- [READING TEXT]
»»

How Walmart Automated 400+ Forecasts and Cut Runtime by Half

Their Autotuning Framework slashed errors, halved processing time, and scaled across hundreds of time series without manual tuning.

Apr 24, 2025

Fellow Data Tinkerers!

Today we will look at how Walmart autotuned its time series forecasting

But before that, I wanted to share an example of what you could unlock if you share Data Tinkerer with just 2 other people.

There are 100+ more cheat sheets covering everything from Python, R, SQL, Spark to Power BI, Tableau, Git and many more. So if you know other people who like staying up to date on all things data, please share Data Tinkerer with them!

Refer a friend

Now, with that out of the way, let’s get to Walmart’s autotuning framework!

TL;DR

Situation

Walmart’s supply chain runs on forecasts - everything from pallets to labor hours. But when you're juggling thousands of time series with wildly different patterns (seasonality, promotions, weather, site openings...), a one-size-fits-all model just doesn’t cut it.

««

- [RECORDS SHOWN]

»»

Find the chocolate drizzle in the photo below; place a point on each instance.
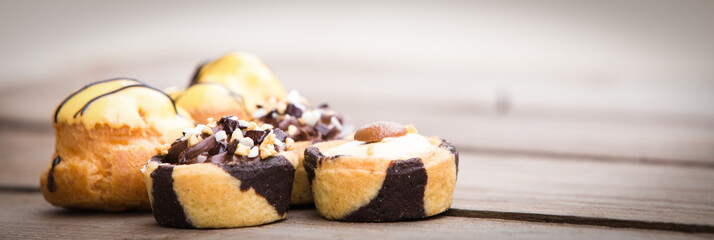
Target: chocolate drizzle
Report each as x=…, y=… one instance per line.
x=84, y=108
x=51, y=175
x=167, y=209
x=86, y=105
x=235, y=96
x=85, y=87
x=401, y=196
x=194, y=79
x=268, y=178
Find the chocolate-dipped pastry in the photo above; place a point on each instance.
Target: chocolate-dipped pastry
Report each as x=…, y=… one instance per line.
x=224, y=174
x=306, y=125
x=104, y=133
x=388, y=173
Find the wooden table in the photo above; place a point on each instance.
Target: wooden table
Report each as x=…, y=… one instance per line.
x=574, y=120
x=524, y=174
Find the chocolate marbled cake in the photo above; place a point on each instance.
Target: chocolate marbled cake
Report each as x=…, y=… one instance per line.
x=231, y=175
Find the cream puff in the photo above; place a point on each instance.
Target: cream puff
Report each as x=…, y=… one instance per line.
x=104, y=132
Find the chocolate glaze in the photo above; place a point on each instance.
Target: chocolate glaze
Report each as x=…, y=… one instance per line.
x=84, y=108
x=271, y=178
x=450, y=147
x=85, y=87
x=51, y=175
x=312, y=157
x=167, y=209
x=401, y=196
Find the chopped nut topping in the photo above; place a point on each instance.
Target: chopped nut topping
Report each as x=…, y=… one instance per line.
x=411, y=129
x=292, y=130
x=289, y=144
x=253, y=152
x=236, y=135
x=267, y=148
x=162, y=150
x=376, y=131
x=221, y=136
x=211, y=123
x=336, y=122
x=252, y=126
x=281, y=107
x=192, y=140
x=247, y=142
x=258, y=113
x=311, y=117
x=242, y=150
x=266, y=127
x=207, y=130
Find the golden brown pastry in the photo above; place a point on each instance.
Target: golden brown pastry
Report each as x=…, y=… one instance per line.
x=211, y=100
x=244, y=74
x=229, y=173
x=306, y=125
x=105, y=131
x=388, y=173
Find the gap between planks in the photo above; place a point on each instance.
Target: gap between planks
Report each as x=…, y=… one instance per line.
x=44, y=127
x=577, y=220
x=523, y=217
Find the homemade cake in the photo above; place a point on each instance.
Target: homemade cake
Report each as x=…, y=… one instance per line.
x=227, y=174
x=306, y=125
x=104, y=132
x=388, y=173
x=244, y=74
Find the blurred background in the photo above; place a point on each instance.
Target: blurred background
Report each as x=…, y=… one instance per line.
x=630, y=80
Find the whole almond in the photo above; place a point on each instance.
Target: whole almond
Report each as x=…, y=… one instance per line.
x=376, y=131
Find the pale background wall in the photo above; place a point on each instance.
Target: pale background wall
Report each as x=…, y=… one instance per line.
x=601, y=61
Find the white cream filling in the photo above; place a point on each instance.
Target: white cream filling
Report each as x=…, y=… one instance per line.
x=410, y=145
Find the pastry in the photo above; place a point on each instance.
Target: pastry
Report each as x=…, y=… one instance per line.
x=244, y=74
x=229, y=173
x=388, y=173
x=306, y=125
x=211, y=100
x=104, y=133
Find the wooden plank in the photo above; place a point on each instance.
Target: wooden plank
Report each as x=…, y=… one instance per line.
x=505, y=183
x=479, y=125
x=551, y=134
x=27, y=216
x=24, y=154
x=526, y=184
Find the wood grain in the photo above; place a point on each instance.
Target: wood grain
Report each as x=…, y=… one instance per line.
x=504, y=183
x=27, y=216
x=627, y=191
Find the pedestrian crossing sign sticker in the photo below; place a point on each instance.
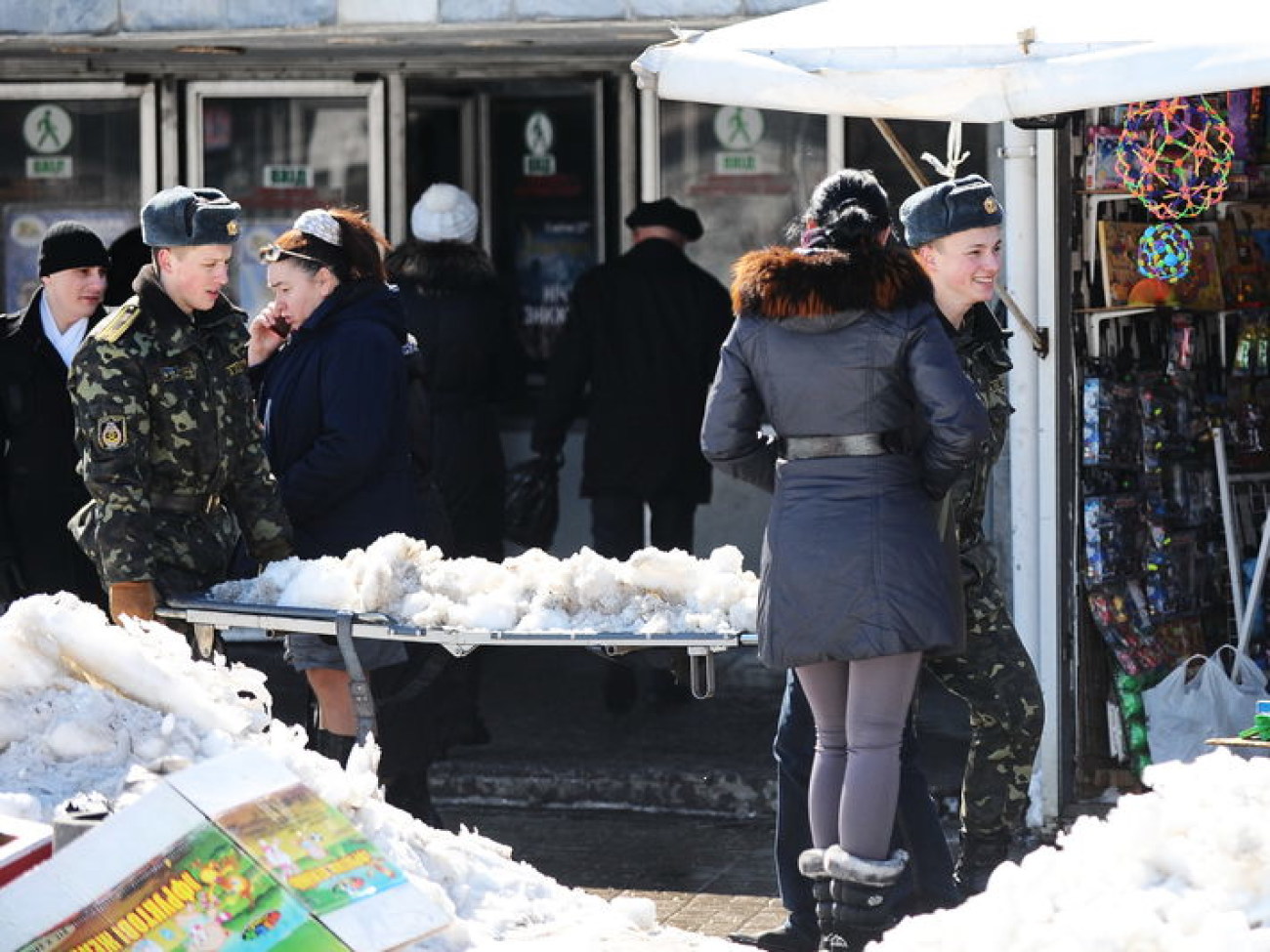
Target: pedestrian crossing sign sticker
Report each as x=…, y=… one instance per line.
x=112, y=433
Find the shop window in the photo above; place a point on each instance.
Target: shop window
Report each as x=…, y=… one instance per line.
x=748, y=174
x=545, y=203
x=67, y=157
x=1172, y=353
x=300, y=147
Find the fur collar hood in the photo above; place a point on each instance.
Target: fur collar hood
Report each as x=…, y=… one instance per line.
x=441, y=266
x=779, y=283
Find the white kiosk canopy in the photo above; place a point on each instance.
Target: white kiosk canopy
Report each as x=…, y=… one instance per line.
x=987, y=62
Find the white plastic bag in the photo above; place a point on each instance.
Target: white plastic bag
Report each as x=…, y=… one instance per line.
x=1182, y=715
x=1248, y=684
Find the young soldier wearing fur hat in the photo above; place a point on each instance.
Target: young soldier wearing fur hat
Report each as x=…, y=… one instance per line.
x=170, y=448
x=953, y=228
x=39, y=489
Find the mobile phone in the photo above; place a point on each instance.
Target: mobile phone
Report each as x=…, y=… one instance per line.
x=279, y=326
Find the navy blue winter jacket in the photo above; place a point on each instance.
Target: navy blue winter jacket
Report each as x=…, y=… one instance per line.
x=333, y=401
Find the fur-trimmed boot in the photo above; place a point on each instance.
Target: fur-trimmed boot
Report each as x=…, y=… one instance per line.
x=811, y=863
x=865, y=897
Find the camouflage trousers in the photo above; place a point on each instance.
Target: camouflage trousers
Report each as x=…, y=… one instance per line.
x=998, y=683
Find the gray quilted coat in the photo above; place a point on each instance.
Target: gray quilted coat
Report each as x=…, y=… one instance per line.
x=832, y=344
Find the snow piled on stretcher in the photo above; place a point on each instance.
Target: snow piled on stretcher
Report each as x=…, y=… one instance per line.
x=414, y=584
x=94, y=714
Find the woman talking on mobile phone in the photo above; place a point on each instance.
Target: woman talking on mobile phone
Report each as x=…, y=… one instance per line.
x=326, y=358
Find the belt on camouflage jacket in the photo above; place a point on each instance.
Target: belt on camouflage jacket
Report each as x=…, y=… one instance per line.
x=818, y=447
x=189, y=504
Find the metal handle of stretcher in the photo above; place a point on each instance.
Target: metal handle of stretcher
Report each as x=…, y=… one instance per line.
x=207, y=616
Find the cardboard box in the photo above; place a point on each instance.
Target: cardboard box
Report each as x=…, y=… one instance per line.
x=23, y=845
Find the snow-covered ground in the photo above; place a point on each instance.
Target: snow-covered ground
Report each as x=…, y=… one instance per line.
x=81, y=702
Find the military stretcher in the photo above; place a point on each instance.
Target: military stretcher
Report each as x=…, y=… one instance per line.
x=210, y=620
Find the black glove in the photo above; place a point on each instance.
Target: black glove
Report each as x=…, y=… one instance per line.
x=12, y=584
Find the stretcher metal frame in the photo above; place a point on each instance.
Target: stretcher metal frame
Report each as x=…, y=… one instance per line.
x=207, y=617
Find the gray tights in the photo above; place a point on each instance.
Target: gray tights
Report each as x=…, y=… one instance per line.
x=855, y=774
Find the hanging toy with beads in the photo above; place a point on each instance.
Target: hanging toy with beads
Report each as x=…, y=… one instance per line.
x=1164, y=252
x=1175, y=156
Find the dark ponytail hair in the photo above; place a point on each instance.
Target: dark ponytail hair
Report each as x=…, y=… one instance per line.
x=357, y=257
x=847, y=212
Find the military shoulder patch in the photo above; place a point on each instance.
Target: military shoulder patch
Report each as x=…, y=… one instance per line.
x=112, y=433
x=118, y=322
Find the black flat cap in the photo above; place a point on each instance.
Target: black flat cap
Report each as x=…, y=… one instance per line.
x=669, y=215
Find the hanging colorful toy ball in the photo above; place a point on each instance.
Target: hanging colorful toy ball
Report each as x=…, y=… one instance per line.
x=1164, y=252
x=1175, y=156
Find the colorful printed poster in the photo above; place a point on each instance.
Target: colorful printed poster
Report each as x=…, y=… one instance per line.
x=310, y=847
x=201, y=893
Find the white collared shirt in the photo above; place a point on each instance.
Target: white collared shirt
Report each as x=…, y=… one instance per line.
x=66, y=344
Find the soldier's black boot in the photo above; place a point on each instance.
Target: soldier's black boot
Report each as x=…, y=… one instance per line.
x=981, y=855
x=867, y=900
x=337, y=747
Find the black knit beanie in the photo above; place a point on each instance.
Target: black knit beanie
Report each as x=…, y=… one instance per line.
x=67, y=244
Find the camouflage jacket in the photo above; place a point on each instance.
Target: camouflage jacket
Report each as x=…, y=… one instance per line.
x=164, y=417
x=981, y=346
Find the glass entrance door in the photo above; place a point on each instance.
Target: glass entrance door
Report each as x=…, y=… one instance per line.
x=280, y=148
x=75, y=150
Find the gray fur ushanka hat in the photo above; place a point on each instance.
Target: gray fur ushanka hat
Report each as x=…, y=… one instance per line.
x=179, y=217
x=948, y=208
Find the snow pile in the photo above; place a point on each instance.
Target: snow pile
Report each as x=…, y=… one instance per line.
x=1181, y=868
x=404, y=579
x=89, y=711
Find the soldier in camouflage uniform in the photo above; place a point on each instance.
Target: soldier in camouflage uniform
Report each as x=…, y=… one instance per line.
x=169, y=444
x=953, y=231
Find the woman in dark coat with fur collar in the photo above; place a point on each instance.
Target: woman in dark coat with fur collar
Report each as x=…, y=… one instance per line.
x=838, y=347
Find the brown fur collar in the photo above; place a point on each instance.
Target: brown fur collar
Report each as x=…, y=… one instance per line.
x=782, y=282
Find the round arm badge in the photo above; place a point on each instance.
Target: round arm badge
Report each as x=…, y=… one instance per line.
x=112, y=433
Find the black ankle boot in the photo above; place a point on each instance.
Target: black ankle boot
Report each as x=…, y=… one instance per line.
x=811, y=863
x=865, y=897
x=337, y=747
x=981, y=855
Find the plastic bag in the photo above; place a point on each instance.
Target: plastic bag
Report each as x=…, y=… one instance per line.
x=1184, y=714
x=532, y=502
x=1248, y=684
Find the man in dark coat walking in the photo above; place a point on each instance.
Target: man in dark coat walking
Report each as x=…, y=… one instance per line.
x=643, y=334
x=39, y=489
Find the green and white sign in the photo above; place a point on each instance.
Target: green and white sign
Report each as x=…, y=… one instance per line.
x=288, y=177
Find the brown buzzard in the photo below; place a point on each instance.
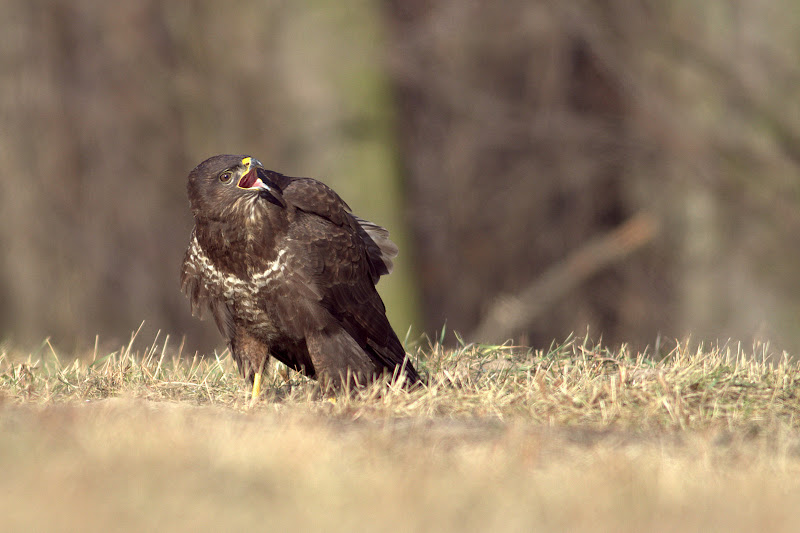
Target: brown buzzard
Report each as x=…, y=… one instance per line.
x=286, y=270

««

- [TASK BRIEF] Copy, word for word, the stretch of the Walmart forecasting text above that begins with the words "Walmart’s supply chain" and ends with "doesn’t cut it.".

- [EXERCISE RESULT]
Walmart’s supply chain runs on forecasts - everything from pallets to labor hours. But when you're juggling thousands of time series with wildly different patterns (seasonality, promotions, weather, site openings...), a one-size-fits-all model just doesn’t cut it.